(Coordinate annotation records)
::::
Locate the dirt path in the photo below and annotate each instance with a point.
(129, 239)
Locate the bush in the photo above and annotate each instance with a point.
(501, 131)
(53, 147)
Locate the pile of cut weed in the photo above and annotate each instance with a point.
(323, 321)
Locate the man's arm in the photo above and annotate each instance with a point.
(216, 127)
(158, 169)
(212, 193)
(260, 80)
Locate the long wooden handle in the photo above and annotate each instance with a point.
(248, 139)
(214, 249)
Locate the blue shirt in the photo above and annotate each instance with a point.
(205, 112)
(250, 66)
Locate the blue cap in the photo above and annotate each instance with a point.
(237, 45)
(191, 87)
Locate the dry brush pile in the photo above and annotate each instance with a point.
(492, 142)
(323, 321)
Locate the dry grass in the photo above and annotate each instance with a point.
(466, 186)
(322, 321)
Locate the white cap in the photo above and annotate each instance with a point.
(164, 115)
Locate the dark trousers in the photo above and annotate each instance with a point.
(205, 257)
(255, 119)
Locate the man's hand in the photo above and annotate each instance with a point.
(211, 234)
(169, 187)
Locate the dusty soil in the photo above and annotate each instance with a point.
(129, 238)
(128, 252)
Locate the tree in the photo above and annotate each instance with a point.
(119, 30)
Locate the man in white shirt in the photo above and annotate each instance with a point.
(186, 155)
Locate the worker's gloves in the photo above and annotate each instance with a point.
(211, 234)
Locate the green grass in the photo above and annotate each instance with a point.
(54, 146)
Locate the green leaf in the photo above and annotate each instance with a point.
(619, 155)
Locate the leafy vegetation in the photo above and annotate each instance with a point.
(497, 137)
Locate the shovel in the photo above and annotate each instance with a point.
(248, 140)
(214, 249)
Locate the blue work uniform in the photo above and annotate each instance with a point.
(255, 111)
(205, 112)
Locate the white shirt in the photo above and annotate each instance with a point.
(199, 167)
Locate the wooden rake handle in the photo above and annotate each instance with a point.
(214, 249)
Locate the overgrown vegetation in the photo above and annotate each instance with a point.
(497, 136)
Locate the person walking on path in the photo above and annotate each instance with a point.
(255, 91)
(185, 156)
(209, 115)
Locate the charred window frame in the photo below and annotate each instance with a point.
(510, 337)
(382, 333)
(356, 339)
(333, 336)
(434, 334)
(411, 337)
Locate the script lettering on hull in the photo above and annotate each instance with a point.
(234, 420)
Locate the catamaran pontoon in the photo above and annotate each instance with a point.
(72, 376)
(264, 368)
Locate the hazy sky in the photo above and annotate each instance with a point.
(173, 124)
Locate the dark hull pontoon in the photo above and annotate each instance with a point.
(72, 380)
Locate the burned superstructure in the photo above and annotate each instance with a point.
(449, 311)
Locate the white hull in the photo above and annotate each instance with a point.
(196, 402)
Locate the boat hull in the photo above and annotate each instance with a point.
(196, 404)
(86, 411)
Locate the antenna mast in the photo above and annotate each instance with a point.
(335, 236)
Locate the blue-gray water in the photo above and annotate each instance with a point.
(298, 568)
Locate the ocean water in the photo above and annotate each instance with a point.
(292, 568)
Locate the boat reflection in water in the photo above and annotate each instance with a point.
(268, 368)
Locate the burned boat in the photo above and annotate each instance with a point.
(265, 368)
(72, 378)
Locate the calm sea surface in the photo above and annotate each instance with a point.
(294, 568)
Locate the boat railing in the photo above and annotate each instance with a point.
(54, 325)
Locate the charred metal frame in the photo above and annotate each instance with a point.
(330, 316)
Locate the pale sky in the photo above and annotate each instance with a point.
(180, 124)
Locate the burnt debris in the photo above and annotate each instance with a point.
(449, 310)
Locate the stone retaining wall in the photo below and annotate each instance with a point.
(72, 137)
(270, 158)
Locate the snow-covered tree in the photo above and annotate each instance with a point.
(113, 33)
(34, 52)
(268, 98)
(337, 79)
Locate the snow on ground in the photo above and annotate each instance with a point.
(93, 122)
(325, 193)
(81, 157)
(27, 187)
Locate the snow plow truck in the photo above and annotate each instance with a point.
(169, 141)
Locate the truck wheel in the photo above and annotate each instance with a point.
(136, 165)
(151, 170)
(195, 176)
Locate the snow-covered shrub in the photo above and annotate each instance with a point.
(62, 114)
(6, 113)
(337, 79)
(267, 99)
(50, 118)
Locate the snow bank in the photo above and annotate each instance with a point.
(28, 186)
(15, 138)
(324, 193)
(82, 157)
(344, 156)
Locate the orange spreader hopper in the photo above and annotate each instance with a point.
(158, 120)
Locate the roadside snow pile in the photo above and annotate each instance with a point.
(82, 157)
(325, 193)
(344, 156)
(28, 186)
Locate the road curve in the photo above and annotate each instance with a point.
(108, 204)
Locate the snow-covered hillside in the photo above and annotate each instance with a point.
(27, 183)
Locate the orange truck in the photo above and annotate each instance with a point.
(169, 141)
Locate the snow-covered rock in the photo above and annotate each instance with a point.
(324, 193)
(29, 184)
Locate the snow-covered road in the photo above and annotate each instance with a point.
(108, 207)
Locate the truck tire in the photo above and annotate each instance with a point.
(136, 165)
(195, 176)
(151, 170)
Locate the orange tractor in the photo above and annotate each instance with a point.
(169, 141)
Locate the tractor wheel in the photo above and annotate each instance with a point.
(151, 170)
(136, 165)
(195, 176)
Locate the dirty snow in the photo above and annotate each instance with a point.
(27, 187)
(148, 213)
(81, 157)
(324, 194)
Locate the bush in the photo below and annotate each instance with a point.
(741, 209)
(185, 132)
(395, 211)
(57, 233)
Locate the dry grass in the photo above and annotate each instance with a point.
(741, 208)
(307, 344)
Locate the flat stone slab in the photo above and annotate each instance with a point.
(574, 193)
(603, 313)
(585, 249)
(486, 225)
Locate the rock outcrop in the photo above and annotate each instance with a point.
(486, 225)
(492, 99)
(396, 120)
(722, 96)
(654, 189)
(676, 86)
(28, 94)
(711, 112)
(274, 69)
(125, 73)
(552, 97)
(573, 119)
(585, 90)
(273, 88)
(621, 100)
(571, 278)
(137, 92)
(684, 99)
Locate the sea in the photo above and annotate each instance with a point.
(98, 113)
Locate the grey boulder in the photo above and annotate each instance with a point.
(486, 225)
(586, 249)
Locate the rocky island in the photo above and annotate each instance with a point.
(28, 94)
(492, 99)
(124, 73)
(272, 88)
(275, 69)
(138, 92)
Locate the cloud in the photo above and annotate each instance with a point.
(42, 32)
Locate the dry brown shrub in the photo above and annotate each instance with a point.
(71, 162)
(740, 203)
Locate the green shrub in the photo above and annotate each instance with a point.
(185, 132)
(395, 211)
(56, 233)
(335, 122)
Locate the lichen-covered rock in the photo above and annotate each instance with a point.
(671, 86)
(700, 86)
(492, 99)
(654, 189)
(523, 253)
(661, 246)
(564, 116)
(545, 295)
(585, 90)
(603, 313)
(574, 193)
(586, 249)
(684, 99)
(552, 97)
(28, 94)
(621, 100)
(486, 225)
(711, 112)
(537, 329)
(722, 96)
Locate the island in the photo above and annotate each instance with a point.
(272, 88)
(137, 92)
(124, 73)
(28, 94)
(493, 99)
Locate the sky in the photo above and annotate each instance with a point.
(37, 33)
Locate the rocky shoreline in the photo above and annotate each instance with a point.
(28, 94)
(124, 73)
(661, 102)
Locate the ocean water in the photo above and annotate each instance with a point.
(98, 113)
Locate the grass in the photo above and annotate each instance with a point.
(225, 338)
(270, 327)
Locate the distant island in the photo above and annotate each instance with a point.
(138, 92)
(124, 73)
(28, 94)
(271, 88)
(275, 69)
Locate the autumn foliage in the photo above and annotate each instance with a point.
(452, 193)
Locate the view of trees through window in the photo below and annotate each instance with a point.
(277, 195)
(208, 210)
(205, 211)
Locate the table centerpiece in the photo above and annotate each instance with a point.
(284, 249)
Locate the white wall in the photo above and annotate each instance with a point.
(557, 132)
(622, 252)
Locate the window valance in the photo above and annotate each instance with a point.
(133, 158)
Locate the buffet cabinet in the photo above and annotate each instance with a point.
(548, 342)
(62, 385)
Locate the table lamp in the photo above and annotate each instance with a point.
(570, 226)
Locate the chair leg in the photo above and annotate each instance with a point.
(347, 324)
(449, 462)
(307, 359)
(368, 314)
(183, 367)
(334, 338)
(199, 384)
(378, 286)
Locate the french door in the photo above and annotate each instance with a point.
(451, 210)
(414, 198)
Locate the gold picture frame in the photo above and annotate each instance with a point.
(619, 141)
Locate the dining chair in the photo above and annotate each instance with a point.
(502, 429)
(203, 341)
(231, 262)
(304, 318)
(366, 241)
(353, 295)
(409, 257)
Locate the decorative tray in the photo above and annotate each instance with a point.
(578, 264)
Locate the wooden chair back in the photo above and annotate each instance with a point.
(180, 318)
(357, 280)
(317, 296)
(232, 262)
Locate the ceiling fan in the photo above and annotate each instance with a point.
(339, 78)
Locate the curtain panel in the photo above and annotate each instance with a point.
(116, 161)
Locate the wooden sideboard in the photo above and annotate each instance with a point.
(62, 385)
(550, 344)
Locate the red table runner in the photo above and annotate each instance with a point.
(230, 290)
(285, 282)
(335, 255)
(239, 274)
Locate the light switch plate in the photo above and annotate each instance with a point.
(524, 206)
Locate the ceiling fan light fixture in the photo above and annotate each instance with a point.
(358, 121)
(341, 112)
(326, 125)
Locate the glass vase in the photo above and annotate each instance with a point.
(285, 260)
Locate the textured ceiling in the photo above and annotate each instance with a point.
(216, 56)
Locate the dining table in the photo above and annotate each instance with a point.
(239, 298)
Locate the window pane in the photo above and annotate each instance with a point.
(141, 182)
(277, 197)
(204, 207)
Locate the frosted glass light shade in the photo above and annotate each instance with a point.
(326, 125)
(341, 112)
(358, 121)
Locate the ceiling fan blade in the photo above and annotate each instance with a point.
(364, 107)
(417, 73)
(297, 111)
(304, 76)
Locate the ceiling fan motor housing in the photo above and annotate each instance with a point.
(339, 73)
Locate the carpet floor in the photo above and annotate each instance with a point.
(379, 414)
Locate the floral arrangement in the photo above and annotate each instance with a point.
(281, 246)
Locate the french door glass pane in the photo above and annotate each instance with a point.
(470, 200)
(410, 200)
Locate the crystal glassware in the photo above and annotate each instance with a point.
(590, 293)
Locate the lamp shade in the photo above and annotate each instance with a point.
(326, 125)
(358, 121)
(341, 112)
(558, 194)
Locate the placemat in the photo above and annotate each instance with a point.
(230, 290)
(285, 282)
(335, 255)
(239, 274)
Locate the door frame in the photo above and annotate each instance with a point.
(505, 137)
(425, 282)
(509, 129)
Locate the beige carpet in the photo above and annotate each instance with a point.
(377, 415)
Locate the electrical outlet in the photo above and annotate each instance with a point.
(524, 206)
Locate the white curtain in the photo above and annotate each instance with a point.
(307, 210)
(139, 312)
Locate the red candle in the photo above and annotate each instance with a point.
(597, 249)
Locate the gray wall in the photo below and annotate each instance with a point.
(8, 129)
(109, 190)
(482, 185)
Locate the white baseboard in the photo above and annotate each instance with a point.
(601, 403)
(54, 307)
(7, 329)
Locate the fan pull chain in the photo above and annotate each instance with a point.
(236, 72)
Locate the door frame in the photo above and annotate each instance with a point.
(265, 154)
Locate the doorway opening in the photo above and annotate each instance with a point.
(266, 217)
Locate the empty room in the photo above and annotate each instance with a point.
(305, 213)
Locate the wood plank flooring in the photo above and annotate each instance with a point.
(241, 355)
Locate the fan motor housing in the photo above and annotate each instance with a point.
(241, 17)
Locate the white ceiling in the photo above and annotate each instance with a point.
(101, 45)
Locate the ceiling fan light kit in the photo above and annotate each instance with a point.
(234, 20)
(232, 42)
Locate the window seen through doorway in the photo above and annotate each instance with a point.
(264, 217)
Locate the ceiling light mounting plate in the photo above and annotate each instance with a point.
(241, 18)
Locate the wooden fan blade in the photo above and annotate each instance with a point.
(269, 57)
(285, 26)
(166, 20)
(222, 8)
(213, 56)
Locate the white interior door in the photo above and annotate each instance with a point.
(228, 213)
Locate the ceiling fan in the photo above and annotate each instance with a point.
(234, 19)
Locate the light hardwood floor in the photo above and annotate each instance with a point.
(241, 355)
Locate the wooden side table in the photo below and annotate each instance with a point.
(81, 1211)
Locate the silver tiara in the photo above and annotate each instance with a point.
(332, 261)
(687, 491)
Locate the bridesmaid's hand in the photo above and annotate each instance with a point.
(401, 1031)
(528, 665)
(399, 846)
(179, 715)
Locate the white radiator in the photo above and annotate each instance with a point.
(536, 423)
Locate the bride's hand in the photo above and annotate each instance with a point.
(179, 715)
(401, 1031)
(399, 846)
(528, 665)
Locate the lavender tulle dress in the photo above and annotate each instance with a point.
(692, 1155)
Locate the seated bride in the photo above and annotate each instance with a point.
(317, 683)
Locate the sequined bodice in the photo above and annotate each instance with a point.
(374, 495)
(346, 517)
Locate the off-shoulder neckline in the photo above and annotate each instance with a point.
::::
- **WHAT YOU SHOULD DO**: Rewrite the stretch from the line containing "Locate the sequined" through the end of the lines, replacing "annotate" with "mark" and leaving everything else unchanged.

- **TASK SOLUTION**:
Locate the sequined bodice in the photo above and mark each instance with a point.
(374, 495)
(346, 517)
Locate the off-shoulder neckline in the photo above and mark each instance with a point.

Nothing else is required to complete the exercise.